§ What to produce
Could you reproduce the rows below, word for word, starting at the row that contains "Where is each instance of the sunlit" and ending at the row that contains "point(60, 33)"?

§ Material supplied
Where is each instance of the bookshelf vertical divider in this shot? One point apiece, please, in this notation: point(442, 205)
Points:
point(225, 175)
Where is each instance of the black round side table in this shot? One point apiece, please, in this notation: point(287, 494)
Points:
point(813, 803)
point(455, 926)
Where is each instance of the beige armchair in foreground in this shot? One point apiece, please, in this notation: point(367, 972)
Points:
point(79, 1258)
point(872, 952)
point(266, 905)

--

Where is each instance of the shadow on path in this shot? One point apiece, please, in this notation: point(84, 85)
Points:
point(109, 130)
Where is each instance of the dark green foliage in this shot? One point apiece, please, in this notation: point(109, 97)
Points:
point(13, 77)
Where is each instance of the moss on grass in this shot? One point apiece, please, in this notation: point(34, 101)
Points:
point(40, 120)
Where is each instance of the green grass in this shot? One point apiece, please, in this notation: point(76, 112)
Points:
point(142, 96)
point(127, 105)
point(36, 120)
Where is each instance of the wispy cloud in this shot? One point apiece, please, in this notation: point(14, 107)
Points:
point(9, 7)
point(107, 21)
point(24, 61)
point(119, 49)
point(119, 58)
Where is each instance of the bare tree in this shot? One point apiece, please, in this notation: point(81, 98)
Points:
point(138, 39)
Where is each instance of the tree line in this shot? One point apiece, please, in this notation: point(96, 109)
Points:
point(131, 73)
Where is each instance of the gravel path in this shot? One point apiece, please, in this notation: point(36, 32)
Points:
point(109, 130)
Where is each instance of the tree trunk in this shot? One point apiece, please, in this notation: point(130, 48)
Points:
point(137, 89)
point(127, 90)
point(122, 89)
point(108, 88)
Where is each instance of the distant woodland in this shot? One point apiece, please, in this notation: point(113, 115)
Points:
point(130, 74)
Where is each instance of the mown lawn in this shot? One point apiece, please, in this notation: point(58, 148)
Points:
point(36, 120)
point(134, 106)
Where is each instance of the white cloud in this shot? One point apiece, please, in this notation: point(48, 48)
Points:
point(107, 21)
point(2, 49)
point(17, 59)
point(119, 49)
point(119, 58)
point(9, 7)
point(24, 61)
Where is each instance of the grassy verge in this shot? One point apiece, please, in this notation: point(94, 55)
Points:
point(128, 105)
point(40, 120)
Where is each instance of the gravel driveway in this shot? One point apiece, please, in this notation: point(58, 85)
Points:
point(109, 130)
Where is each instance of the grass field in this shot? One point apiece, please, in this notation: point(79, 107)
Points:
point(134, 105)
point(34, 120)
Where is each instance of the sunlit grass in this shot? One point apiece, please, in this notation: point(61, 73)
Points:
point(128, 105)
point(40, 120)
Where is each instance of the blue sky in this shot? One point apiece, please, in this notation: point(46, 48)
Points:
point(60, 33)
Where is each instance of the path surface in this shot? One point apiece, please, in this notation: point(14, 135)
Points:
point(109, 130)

...

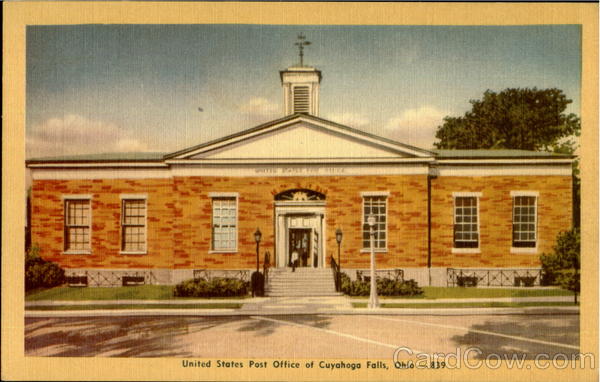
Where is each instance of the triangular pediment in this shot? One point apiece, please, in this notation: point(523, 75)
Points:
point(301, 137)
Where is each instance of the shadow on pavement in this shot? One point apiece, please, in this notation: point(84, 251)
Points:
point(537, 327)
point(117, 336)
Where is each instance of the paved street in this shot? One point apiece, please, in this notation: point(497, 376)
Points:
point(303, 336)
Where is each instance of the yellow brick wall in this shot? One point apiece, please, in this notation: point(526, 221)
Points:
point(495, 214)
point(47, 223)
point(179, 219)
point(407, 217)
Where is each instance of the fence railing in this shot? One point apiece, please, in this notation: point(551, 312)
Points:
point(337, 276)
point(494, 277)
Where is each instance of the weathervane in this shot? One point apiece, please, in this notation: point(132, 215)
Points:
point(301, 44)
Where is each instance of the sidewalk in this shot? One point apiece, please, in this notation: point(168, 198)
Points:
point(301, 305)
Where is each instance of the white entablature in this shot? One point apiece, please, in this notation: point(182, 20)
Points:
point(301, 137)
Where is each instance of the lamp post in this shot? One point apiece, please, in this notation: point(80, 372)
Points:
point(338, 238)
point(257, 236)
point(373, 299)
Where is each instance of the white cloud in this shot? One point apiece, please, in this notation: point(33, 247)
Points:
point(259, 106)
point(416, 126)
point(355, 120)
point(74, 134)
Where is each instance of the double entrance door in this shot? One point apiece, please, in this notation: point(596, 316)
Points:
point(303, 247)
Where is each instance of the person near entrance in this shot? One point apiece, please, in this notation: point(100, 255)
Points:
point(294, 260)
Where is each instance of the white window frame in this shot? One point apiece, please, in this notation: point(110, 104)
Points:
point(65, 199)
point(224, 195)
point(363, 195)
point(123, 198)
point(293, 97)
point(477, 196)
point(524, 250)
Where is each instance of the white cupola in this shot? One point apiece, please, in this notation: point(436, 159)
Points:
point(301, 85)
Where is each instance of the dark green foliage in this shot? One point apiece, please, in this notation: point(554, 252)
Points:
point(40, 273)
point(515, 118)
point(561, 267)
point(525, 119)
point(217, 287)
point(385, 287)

§ Answer to this problem
Where is each instance of the sunlit grass in this shot? One point apiece, please, in this notation: point(61, 73)
Points:
point(128, 105)
point(40, 120)
Where is each instance of the blue sky in this shot? One point apiece, please, in this notation: point(46, 48)
Points:
point(60, 33)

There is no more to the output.